Actividad:
Responda estas preguntas según el texto:
1. ¿Cuál es el ultimátum que se da el sábado 14 de marzo del 2009?
2. ¿Qué se ocupa el 17 de abril de 2010?
3. ¿En qué estación de policía está el calabozo donde se produce el encierro tras la detención en Santa Clara?

Texto:
El sábado 14 de marzo del 2009, el mismísimo delegado del Ministro del Interior en Las Tunas, Coronel Ávila Marrero, hizo conducirme a su despacho para proferirme un ultimátum: O deja de escribir, o va a la cárcel.
Refiriéndose a las consecuencias y al peligro de ser asesinado en prisión, dada mi profesión de criminalista, el acompañante del coronel Ávila, Teniente Coronel Modesto Fernández, refirió: “Y en la cárcel todavía hay asesinos de los capturados por usted”.
El 3 de abril de 2010, el mayor Miguel Ramírez me hizo comparecer a la estación de policía para mostrarme un ejemplar de la Ley 88, y habló de las implicaciones de mis escritos con respecto a ella.
El 17 de abril del propio año, mientras permanecía en el hospital, junto a mi madre, que se encontraba grave de muerte, ocuparon mi cámara fotográfica y, con ella, el archivo digital con todos mis escritos.
El 25 de julio del propio 2010, el Mayor Héctor de la Fe Freire y el Capitán Lester González Hernández, me detuvieron en la ciudad de Santa Clara, impidiendo que me entrevistase con Guillermo Fariñas y narrara los festejos por el 26 de julio en esa provincia.
González Hernández me condujo a un calabozo de la estación de policía de Manicaragua, en las estribaciones del Escambray, donde me mantuvieron hasta la tarde del día siguiente, cuando me hicieron subir a un vehículo, y me abandonaron en una carretera de la provincia Sancti Espíritus.
El 18 de febrero del 2011, fui secuestrado mediante los clásico métodos de ese proceder delictivo: personas desconocidas, furgoneta completamente cerrada, cubierta la cabeza con una capucha y encerrándome en un lugar desconocido. ¿Motivos? No siga escribiendo o le va a ir muy mal.
El 30 de julio del 2011, para impedirme cubrir los funerales de Monseñor Pedro Meurice, en Santiago de Cuba, el Tte. Coronel Juan Peña me mantuvo recluido en la unidad territorial de la contrainteligencia de la región norte de las Tunas.
En la unidad de operaciones e investigaciones criminales de la propia región, me mantuvieron encerrado en un calabozo por más de 3 días, hasta que, el 22 de marzo pasado, se me imputó el manido delito de alteración del orden público, para impedirme escribir sobre la visita del Papa Benedicto XVI a Cuba.
Agotaría al lector narrándole las arbitrariedades de mis encierros, la negativa de ganarme el sustento cultivando la tierra, la prohibición risible, si no fuera diabólica, de negarme el derecho a ir de caza en mi país.

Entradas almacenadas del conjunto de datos

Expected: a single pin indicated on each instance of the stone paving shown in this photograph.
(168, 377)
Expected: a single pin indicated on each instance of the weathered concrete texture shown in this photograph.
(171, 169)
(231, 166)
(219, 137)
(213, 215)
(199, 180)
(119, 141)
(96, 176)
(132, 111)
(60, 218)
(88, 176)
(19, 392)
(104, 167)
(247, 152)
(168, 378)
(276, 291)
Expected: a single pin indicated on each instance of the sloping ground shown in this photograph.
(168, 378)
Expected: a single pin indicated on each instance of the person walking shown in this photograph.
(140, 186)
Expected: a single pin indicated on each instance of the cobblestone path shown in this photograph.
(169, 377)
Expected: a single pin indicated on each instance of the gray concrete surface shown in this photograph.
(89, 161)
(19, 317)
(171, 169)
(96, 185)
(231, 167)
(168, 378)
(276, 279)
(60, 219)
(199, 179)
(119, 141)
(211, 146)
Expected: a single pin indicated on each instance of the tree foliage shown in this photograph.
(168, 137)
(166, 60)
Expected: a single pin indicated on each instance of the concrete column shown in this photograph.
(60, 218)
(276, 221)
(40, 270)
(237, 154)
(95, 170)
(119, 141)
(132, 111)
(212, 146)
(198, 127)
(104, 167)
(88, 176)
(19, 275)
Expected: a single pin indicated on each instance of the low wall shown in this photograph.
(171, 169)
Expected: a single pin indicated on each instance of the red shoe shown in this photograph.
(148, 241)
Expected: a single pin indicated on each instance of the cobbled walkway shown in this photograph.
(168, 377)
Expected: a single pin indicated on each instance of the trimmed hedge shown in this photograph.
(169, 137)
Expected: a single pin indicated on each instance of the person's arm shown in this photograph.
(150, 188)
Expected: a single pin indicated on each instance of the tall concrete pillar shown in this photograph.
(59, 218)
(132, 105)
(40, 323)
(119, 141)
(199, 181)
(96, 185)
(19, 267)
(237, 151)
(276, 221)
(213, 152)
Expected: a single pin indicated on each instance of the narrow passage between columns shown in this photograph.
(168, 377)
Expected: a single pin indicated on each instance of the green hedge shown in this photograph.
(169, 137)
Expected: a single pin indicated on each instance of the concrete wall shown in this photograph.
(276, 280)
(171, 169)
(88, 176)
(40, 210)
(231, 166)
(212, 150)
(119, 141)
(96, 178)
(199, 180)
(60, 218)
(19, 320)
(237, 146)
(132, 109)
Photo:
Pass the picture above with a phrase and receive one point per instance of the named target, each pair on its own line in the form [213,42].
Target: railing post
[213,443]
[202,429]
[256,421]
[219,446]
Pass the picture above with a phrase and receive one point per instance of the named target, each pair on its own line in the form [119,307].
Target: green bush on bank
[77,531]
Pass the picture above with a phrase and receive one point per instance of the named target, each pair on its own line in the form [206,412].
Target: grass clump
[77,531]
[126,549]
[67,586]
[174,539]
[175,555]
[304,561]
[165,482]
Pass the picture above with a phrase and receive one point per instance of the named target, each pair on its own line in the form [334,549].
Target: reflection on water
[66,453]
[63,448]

Espacio de respuesta:
1. "O deja de escribir, o va a la cárcel."
2. La cámara fotográfica y, con ella, el archivo digital con todos los escritos.
3. En la estación de policía de Manicaragua, en las estribaciones del Escambray.